## Text block:
More "How to Draw Like Daryl"

People seem to like it when I show my sloppy drawing process, so here it is again with my last three cartoons.

The most recent cartoon has Obama in the pocket of greedy bankers.  I draw with a hard pencil fairly quickly on 11″x17″ paper.  I like a hard pencil because it encourages me not to render and get bogged down in details.  I first thought I would have Obama shaking his fist, and that didn’t work – in fact, my first Obama attempt didn’t look good at all and I drew over it with a sharpie marker (which is quicker than erasing).

Next I did the finished line art, in pencil on a piece of vellum over the rough sketch.  The black and white line art is how most people see the cartoon in the newspaper.  One thing I notice with student cartoonists that that they shy away from using a lot of black.  Heavy blacks stand out on the page and are lots of fun – don’t be afraid of black.

Then I color the image in with Photoshop, with the black lines as a layer over the color layer.  This is for the few newspapers that print color on their op-ed pages and for the web.  I try to keep my colors bright and simple – when I do anything with textures or colors that aren’t clean and bright, I get complaints from editors who say the cartoons look muddy when they are printed.  Newspapers have lousy printing and the cartoons have to work for the worst of them.

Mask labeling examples

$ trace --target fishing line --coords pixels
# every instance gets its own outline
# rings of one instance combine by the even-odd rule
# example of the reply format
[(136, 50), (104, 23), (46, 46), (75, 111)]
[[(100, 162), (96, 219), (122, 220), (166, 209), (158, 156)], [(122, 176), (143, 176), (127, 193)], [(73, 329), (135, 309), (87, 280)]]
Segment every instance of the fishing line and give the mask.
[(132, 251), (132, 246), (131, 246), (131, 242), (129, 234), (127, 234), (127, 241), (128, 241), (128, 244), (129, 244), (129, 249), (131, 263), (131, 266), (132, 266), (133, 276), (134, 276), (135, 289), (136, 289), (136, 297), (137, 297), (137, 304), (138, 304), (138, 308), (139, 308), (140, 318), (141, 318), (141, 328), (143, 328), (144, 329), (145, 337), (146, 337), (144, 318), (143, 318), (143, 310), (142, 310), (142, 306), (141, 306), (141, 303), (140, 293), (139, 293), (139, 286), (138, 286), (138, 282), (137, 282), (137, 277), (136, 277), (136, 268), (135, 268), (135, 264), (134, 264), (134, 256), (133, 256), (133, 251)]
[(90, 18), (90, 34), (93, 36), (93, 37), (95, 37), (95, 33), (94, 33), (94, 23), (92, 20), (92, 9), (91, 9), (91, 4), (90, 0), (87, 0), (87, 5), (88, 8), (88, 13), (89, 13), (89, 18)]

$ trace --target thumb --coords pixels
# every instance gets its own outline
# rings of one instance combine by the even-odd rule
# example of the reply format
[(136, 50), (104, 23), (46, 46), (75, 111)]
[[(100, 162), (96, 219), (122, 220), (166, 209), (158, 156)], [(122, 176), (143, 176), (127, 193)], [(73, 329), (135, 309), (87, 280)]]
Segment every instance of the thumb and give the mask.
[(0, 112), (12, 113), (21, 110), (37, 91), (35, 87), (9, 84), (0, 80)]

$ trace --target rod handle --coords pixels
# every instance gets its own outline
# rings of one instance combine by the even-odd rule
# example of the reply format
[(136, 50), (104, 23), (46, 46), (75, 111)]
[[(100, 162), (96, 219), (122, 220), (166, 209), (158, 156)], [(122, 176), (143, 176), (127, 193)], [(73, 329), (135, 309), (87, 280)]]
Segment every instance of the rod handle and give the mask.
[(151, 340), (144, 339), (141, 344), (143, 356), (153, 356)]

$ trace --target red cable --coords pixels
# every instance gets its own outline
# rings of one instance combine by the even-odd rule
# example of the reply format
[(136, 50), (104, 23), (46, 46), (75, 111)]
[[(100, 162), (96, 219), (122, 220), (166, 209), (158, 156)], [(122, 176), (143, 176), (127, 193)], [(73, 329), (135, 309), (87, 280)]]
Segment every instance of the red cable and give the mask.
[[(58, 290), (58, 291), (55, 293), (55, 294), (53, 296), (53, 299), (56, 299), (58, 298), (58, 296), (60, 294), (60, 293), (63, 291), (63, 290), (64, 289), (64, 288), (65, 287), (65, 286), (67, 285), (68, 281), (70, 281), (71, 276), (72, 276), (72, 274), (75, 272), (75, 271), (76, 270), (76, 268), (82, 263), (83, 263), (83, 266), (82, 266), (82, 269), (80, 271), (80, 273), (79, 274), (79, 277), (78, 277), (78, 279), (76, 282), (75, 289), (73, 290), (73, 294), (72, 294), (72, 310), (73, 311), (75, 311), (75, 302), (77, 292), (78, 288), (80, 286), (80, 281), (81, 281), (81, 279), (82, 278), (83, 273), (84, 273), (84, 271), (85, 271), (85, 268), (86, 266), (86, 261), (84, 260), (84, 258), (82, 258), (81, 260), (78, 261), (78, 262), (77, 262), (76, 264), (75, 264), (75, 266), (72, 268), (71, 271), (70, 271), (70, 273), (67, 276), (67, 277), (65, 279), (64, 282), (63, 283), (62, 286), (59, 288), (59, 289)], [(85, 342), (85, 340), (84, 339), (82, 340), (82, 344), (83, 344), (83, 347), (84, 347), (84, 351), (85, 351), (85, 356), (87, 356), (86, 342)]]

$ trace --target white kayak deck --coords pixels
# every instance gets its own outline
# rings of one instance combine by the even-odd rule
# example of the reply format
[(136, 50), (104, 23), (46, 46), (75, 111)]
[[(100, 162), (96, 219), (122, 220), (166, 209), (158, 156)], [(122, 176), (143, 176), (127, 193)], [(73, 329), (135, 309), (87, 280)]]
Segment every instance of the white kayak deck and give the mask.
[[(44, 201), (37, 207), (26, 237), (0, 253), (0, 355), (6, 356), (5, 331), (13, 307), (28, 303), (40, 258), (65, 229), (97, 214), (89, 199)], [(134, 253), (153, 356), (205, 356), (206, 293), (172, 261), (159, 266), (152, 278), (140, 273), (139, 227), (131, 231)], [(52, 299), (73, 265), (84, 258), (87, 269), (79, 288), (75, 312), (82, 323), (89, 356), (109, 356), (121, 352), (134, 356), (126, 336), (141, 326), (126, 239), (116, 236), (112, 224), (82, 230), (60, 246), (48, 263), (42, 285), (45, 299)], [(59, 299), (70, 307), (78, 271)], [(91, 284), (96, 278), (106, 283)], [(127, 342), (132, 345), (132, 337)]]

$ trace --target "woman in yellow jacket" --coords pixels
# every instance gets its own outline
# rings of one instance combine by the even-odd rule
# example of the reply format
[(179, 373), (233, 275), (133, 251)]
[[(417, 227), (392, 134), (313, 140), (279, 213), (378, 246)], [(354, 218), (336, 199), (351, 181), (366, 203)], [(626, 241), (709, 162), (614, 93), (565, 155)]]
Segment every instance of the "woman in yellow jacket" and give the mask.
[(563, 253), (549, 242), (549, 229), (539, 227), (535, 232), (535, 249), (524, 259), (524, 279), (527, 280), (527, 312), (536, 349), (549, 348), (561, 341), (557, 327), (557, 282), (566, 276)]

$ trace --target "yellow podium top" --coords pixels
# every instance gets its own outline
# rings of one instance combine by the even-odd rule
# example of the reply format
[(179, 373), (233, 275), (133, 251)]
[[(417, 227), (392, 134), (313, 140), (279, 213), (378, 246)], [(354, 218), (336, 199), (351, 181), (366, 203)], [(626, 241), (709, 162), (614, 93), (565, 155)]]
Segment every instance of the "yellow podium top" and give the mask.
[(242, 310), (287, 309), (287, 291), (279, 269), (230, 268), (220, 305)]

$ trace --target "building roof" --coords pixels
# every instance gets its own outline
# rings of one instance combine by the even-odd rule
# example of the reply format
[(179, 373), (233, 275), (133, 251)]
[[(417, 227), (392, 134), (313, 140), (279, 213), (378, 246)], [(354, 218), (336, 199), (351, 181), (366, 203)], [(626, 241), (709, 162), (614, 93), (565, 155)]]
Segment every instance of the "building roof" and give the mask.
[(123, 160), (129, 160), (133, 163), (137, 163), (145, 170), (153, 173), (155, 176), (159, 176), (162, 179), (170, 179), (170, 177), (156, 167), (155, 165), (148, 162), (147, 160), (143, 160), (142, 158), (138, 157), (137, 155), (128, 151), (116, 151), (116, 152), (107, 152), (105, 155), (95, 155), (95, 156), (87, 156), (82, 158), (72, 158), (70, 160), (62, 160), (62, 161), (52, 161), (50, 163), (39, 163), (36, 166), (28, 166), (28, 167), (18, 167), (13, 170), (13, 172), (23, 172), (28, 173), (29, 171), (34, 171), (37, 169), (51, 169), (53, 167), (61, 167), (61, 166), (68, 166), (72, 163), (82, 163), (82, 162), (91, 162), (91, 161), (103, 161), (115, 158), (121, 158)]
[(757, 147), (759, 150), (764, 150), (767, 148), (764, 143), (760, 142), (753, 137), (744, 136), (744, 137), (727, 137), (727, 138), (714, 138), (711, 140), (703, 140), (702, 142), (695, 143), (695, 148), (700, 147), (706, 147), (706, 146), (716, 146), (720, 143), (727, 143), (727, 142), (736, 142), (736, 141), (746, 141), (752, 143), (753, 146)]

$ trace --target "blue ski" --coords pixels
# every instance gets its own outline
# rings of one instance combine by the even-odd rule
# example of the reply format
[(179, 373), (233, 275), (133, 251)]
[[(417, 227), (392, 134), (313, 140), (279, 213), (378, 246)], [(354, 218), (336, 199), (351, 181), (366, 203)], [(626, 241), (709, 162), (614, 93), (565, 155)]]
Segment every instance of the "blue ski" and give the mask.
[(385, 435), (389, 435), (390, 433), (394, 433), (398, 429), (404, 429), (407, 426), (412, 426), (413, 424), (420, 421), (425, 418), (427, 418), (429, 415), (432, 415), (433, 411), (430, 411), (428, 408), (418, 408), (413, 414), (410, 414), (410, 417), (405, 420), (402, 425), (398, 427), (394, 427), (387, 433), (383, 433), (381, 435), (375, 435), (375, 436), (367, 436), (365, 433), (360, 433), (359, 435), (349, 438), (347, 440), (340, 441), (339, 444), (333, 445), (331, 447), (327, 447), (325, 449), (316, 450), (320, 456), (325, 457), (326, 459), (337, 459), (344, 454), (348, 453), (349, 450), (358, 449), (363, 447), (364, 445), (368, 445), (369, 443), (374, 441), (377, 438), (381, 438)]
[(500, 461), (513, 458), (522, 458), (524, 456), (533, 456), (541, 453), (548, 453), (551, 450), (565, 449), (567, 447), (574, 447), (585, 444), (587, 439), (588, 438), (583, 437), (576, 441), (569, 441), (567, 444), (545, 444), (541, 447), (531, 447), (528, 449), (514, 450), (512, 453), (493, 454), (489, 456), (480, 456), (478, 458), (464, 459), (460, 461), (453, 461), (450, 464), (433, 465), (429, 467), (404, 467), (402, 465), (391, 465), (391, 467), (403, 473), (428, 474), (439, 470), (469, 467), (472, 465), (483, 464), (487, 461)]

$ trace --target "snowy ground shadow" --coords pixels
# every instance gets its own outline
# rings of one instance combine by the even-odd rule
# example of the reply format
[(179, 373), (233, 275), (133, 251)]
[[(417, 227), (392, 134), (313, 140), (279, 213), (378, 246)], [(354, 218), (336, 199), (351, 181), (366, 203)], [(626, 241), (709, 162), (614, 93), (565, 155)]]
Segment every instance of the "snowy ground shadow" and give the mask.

## Task brief:
Proceed with the text on drawing cartoons, picking up after its last sentence. The listing was taken from a separate source.

## Solved problem:
I drew the cartoon below when Scott Brown won the senate seat in Massachusetts – an unpleasant day for Obama and the Democrats.  The first decision I had to make was whether to draw Obama or a Dem donkey under the Massachusetts rain cloud – either would be fine, but since Obama’s agenda was taking a hit, and I like to bash Obama, I went with the president.  Here’s the rough sketch.  I printed out a map of Massachusetts that I found on the web and taped it to the paper.

Then I traced it with pencil on vellum, scanned at high contrast so it looks like I drew it in ink.  This is what most people see in the newspaper.

And here is the color version from our site.

This last one, from last week, is bashing the media in Haiti.  I wasn’t happy with the vultures in my rough sketch, and I drew over them in purple Sharpie Marker, quick and dirty.  Nobody is supposed to see this.

Then I trace it nicely on vellum and scan as line for the newspapers.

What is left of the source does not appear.